### [WORK TO BE COMPLETED]
Number each line of the data below, from the line containing "For every instance of the white curtain, the" down through the last line of the data, as a numbered list, skipping blank lines.

** BEGIN **

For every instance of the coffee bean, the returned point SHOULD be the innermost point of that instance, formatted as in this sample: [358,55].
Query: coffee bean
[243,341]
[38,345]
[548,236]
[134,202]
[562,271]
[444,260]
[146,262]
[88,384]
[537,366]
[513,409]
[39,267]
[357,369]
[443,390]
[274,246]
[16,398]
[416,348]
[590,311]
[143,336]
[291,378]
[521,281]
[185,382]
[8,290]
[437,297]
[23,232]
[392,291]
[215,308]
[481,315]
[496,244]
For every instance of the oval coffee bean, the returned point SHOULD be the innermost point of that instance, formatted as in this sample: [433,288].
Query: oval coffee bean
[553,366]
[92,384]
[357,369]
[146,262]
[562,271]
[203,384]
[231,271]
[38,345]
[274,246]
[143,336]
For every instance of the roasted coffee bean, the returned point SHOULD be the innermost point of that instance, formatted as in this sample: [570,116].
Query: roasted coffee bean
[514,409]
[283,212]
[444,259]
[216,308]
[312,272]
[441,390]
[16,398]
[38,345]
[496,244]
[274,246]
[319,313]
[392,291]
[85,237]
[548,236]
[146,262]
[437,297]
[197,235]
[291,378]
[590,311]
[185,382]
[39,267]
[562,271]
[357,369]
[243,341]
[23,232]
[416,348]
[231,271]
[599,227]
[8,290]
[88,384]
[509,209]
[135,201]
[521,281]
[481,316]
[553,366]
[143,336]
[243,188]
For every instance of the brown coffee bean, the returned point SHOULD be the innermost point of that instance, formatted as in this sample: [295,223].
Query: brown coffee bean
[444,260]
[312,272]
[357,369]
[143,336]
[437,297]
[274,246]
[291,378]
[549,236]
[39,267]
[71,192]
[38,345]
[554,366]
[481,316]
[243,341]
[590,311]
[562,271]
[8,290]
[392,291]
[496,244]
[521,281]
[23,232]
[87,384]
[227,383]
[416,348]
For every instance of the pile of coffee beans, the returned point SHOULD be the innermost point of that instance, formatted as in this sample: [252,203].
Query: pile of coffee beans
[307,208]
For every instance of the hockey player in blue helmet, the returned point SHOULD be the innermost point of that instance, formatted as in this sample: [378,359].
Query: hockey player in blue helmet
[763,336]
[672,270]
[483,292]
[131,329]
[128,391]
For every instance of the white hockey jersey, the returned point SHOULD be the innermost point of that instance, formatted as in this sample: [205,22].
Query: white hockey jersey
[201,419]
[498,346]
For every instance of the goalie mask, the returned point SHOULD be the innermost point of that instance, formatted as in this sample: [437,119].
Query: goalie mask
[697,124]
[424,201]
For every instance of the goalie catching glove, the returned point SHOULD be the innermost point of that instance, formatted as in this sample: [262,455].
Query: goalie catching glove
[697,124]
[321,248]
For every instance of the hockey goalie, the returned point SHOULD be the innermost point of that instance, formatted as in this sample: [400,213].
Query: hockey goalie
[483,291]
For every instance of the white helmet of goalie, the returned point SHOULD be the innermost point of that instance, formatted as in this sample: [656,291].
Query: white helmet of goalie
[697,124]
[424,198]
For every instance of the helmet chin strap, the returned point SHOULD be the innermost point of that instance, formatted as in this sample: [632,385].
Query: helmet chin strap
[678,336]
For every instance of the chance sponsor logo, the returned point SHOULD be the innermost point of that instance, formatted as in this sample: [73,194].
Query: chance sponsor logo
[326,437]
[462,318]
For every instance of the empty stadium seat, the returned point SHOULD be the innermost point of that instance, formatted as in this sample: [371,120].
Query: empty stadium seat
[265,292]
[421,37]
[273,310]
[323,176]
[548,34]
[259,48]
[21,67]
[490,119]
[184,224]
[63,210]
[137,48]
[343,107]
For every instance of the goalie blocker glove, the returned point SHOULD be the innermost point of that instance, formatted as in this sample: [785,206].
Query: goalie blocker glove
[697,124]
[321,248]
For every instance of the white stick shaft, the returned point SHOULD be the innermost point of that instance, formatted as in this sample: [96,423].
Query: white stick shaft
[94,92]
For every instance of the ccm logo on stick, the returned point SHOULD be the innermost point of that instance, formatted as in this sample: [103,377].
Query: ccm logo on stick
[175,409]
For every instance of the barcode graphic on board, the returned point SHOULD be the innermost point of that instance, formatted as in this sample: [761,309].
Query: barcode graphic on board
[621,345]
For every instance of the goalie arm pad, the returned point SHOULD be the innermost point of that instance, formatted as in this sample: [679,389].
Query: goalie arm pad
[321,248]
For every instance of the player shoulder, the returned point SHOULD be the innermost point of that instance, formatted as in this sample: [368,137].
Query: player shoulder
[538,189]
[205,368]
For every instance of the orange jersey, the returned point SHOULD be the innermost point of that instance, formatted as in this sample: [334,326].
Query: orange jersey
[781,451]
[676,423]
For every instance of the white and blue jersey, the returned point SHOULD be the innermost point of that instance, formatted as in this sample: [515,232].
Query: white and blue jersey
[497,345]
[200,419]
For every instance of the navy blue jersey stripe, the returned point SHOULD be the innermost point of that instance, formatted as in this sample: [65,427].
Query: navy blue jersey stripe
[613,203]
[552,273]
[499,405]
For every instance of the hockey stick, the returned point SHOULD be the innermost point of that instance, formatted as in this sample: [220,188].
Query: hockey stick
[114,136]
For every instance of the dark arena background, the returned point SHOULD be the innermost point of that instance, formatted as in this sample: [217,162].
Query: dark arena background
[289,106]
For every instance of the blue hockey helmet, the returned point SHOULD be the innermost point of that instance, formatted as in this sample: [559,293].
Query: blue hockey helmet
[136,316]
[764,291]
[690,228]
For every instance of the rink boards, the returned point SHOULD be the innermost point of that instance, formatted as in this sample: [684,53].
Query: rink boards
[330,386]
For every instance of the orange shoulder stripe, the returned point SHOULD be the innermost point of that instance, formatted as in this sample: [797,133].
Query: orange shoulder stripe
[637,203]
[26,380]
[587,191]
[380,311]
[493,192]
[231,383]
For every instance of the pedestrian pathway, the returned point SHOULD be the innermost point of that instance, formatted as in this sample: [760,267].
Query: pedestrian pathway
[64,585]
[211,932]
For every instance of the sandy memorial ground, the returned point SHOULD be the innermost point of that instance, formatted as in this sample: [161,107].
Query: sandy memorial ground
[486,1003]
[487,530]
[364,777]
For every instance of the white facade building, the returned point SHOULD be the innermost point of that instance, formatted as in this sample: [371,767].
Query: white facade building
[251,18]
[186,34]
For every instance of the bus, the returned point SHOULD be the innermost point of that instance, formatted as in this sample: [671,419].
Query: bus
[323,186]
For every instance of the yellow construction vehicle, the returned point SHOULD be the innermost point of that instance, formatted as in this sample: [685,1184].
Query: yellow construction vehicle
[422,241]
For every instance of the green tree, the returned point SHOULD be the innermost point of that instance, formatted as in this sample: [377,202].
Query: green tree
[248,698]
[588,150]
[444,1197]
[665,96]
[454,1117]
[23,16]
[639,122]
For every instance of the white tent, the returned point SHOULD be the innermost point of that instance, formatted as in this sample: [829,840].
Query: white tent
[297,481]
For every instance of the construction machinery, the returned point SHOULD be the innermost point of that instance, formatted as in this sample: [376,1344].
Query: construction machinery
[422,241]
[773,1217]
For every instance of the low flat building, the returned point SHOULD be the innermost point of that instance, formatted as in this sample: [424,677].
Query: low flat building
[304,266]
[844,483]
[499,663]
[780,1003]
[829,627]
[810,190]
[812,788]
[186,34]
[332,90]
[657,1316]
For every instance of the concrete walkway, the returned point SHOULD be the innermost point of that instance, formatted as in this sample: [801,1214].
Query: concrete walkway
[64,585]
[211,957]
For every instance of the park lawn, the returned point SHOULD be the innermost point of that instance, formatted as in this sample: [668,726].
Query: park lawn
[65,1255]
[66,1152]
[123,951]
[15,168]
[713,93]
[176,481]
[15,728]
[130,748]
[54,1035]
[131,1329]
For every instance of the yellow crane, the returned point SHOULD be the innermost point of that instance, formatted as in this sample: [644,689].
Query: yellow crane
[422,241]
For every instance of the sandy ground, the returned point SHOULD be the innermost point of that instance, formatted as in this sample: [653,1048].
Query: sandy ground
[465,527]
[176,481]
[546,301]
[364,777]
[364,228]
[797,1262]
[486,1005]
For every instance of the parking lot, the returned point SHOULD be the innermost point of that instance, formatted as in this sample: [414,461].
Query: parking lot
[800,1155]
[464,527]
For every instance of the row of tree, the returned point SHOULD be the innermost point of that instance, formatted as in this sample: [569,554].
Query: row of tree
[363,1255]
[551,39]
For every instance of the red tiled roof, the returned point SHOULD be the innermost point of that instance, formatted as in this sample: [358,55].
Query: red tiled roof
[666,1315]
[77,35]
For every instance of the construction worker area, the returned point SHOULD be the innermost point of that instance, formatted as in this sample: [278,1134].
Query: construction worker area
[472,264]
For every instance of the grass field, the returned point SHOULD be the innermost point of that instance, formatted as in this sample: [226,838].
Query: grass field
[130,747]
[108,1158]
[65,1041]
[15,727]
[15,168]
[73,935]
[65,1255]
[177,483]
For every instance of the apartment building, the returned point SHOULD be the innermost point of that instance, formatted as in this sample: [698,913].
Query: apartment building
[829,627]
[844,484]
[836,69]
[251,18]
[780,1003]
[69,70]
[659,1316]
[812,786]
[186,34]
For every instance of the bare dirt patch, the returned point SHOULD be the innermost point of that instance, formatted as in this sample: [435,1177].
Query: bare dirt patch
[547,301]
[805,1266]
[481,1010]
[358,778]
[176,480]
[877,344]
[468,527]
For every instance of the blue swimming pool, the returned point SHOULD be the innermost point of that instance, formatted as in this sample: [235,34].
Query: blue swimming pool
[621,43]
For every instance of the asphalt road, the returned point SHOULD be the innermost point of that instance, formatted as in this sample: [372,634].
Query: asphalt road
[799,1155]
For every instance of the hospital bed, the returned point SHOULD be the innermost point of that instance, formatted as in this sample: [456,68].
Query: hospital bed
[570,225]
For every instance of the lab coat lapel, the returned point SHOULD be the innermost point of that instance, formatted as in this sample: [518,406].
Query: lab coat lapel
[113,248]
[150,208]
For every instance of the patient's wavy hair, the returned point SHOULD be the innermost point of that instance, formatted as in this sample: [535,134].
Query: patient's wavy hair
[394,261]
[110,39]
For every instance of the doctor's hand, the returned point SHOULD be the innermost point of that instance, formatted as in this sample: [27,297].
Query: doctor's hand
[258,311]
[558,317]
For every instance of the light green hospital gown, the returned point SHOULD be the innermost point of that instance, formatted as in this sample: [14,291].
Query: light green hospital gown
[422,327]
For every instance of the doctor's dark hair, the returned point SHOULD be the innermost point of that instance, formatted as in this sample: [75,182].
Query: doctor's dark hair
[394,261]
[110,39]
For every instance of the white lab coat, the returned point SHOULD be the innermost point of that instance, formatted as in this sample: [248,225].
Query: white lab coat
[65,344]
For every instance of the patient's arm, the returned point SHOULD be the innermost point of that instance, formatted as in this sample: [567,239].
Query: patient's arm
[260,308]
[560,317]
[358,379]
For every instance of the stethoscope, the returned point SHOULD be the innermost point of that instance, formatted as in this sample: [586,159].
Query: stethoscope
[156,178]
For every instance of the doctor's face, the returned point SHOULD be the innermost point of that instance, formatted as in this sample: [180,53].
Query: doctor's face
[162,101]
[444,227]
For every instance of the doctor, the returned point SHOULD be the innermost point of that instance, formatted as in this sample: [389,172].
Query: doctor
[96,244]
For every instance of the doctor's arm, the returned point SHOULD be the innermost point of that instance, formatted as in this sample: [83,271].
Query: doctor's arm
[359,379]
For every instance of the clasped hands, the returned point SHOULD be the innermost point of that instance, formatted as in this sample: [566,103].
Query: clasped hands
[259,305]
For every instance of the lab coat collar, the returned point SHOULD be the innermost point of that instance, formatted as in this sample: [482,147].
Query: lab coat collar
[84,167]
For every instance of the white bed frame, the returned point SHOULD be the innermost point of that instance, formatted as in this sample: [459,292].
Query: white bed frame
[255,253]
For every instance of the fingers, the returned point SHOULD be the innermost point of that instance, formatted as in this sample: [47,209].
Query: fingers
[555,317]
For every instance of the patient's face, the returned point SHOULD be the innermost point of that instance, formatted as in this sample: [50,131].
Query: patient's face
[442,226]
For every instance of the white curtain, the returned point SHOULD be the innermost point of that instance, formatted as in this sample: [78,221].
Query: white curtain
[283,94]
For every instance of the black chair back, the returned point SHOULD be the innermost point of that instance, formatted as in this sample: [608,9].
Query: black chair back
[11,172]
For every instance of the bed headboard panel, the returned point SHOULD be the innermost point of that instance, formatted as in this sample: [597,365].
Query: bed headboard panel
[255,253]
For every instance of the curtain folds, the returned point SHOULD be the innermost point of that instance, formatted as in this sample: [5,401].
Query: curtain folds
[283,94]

** END **

### [TASK OUTPUT]
1. For every instance of the white curtain, the returned point SHOULD be the innermost point of that instance, formatted as in this sample: [78,221].
2. Query: white curtain
3. [283,94]
4. For every instance of the black chair back, the returned point SHOULD be the innermost point of that instance, formatted as in this sample: [608,9].
5. Query: black chair back
6. [11,172]
7. For every instance of the bed headboard panel, the returned point SHOULD be the innermost point of that instance, formatted as in this sample: [597,365].
8. Query: bed headboard panel
9. [255,253]
10. For every instance of the curtain folds, the returned point SHOULD be the innermost point of that instance, formatted as in this sample: [5,401].
11. Query: curtain folds
12. [283,94]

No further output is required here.